--- Exercise objective ---
Leave the pictures out and reproduce all the entries word for word.

Text-to-region grounding data:
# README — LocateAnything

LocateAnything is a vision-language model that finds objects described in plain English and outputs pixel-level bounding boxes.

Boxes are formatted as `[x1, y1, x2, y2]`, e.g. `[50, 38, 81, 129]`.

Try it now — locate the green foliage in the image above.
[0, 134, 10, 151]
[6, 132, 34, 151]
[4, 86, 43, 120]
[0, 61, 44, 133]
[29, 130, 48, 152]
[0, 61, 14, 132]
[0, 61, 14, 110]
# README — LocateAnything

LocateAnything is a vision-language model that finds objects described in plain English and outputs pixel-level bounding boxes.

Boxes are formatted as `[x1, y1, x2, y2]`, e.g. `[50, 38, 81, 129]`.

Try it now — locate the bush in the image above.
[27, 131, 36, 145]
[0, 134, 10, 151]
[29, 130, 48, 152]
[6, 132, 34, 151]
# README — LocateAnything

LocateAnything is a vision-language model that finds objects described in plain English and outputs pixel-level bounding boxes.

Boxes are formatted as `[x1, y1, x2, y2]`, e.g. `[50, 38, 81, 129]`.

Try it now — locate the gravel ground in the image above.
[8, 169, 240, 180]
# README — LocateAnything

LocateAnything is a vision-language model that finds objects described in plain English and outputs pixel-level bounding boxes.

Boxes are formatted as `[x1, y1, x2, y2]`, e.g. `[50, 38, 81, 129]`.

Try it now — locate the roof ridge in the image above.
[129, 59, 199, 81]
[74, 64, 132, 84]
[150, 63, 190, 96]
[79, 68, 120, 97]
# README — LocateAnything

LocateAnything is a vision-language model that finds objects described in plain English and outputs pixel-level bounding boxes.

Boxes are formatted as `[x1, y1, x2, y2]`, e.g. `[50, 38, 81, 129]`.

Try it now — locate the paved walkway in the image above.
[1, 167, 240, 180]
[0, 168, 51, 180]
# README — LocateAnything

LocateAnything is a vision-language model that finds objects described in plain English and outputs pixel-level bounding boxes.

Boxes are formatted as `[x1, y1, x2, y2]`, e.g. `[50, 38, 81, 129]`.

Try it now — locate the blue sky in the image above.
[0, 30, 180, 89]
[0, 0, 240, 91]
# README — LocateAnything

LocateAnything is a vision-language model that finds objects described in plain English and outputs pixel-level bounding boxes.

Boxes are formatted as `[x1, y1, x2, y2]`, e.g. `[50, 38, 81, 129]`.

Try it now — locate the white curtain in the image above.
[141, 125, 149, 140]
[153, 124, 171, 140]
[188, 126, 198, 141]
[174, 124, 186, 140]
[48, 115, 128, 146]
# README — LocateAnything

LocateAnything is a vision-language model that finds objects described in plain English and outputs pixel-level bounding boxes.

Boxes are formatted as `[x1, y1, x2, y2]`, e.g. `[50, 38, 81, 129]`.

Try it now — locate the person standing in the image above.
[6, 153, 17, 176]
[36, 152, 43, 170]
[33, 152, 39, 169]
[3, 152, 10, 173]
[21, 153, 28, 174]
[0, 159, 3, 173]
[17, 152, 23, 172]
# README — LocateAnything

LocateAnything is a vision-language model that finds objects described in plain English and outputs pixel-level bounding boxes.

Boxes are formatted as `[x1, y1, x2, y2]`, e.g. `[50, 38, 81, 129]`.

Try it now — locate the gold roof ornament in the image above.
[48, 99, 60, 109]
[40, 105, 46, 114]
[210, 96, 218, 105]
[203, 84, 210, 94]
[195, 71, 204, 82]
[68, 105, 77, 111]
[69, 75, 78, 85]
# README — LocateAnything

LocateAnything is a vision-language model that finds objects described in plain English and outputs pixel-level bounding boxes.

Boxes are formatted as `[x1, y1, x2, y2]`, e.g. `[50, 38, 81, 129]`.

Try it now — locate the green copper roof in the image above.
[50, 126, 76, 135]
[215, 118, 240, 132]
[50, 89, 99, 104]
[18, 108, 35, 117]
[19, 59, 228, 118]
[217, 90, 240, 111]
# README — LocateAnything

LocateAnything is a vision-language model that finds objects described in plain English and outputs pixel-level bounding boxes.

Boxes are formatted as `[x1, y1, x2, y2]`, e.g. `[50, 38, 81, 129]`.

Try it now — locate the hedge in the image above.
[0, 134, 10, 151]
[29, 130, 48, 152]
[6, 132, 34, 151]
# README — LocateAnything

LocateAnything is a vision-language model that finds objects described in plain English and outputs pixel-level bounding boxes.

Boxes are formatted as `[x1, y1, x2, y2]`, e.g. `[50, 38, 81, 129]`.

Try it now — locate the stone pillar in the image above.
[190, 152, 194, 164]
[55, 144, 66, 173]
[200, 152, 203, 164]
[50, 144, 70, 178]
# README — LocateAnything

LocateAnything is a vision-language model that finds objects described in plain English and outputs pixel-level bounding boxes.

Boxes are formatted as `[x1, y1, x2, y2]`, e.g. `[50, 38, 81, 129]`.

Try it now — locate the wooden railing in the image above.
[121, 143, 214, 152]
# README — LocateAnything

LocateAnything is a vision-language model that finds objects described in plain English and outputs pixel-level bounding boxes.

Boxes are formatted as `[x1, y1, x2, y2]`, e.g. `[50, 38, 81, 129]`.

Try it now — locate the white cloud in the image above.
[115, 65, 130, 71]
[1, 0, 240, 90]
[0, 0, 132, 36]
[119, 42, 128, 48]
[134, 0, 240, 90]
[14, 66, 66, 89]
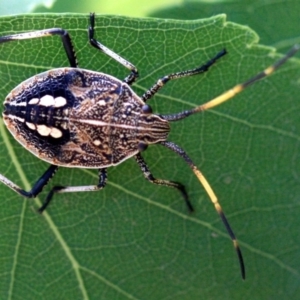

--- Answer for the task ---
# README — LocateAnything

LocateAnything is a vision-language model that finds objects described in plain English and outputs pixel-level bounding boxes.

Boxes are formatted as `[x1, y1, x2, y2]`, e.g. `[50, 38, 81, 129]`.

Try it now — locate the green foliage in the image above.
[0, 134, 10, 151]
[6, 132, 34, 151]
[4, 86, 43, 120]
[0, 61, 44, 133]
[29, 130, 48, 152]
[0, 61, 14, 132]
[0, 61, 14, 110]
# README — LocateAnything

LocateAnything is a vision-language model that finds objects described in plain English and outputs pixel-level bounding boxes.

Boxes are formatted as `[x1, y1, x2, y2]`, e.g. `[50, 38, 81, 129]`.

Try it now — locate the bush in the image above.
[27, 131, 36, 145]
[0, 134, 10, 151]
[29, 130, 48, 152]
[6, 132, 34, 151]
# README — LocateAnything

LocateAnything is a vision-language model that finds objects described in plain English and outputs pixel-level bounding boxes.

Boxes are formatted as `[x1, y1, x2, y2]`, e.g. `[50, 38, 81, 129]`.

Try it now — locate the gravel ground in the image above.
[8, 169, 240, 180]
# README — LocateAnything

LocateAnything is a vision-language model that finds objects described in plain English and outputs pixel-level bounding boxes.

Boxes are formatted as `[x1, y1, x2, y2]`, e.g. `[50, 38, 81, 129]`.

Try it now — locate the roof ridge in the image above.
[129, 59, 199, 81]
[74, 64, 132, 84]
[150, 63, 190, 96]
[79, 68, 120, 97]
# README — LocateAnything

LocateAnything is a vision-language model that finds objects described in plain English and outputs pixel-level bounding boxes.

Boxes are formatted as `[x1, y1, x2, y2]`, e.g. `[50, 38, 81, 129]`.

Try it now — locate the paved walkway in the image above.
[1, 167, 240, 180]
[0, 168, 51, 180]
# README — LocateAnything

LocateAnything is a vision-language model that finds objects described in plain English and outputs pixel-level bounding boxes.

Boxes are formatted as `[x1, y1, x2, y2]`, e.g. `[50, 38, 81, 129]`.

Try it now — locate the blue sky in the image above.
[0, 30, 180, 89]
[0, 0, 240, 91]
# README — LocateAnything

LocateAnything is a vision-language model that finds objects described in plain English and outputs pixel-level bounding boxes.

Boxes are formatted as `[x1, y1, x2, y2]`, e.g. `[50, 38, 81, 129]`.

Try it now — locate the white curtain in the image above.
[141, 125, 149, 140]
[153, 124, 171, 140]
[188, 126, 198, 141]
[174, 124, 186, 140]
[48, 115, 128, 146]
# README — LocateAnything

LocateAnything is a vision-language model that finds objects described in plain English and outputs pixel-level bounding boxes.

Boxes are formatted as `[x1, y1, x2, y2]`, e.g. `[50, 38, 81, 129]`.

Try it now — locate the person standing in the image above.
[6, 153, 17, 176]
[36, 152, 43, 170]
[33, 152, 39, 169]
[3, 152, 10, 173]
[21, 153, 28, 174]
[0, 159, 3, 173]
[17, 152, 23, 172]
# README — LocateAnything

LocateAnything is a vision-language model that finds objects described in plain English and outputs pixel-level bounding boxes.

Boxes are formatted as `[x1, y1, x2, y2]`, e.g. `[50, 38, 81, 129]`.

Try it now — locate the gold roof ornament in the image above.
[48, 99, 60, 109]
[40, 105, 46, 114]
[210, 96, 218, 105]
[203, 84, 210, 94]
[195, 71, 204, 82]
[68, 105, 77, 111]
[69, 75, 78, 85]
# README — LocateAnything

LocateAnything is a vision-language model that finds objects described in plain English and outputs pixel-level bounding boxes.

Boxes are formatted as `[x1, y1, x2, y2]`, e.g. `[50, 38, 81, 129]`.

Try it now — locate the green copper roof in the image above.
[50, 126, 76, 135]
[215, 118, 240, 132]
[50, 89, 99, 104]
[18, 108, 35, 117]
[19, 59, 228, 118]
[217, 90, 240, 111]
# README — LocateAnything

LocateAnything is a vision-language model that finds objects described in plain English and outputs pixel-level bounding boxes.

Boxes are formatted as `[x1, y1, x2, y2]`, e.g. `[50, 38, 81, 129]`.

Try it now — locate the hedge in the image above.
[0, 134, 10, 151]
[29, 130, 48, 152]
[6, 132, 34, 151]
# README — LocateAnything

LocateAnything is a vision-language model that finds objects described in plain English and outputs pixel-level bounding boxes.

Boxes are formatted as `[x1, y1, x2, y2]`, e.g. `[50, 38, 81, 129]`.

Try it now — locate the stone pillar in the image above.
[190, 152, 194, 164]
[55, 144, 66, 173]
[200, 152, 203, 164]
[50, 144, 70, 178]
# README — LocateAnything

LocateAnything is a vision-language model that finds objects described in plain English and outputs pixel-level bounding boxes.

Boxes are formatted as `[x1, y1, x2, y2]`, e.g. `[50, 38, 81, 129]`.

Try it now — locate the wooden railing in the image above.
[121, 143, 214, 152]
# README — LocateAnything

LocateAnything is a vision-language model that finds objects described in plain English and outputs pixel-level bounding boxes.

Boxes are formatted as `[x1, y1, x2, y2]`, e.g. `[50, 38, 81, 129]`.

Try it now — locate the white cloud in the image above.
[115, 65, 130, 71]
[1, 0, 240, 90]
[0, 0, 132, 36]
[119, 42, 128, 48]
[134, 0, 240, 90]
[14, 66, 66, 89]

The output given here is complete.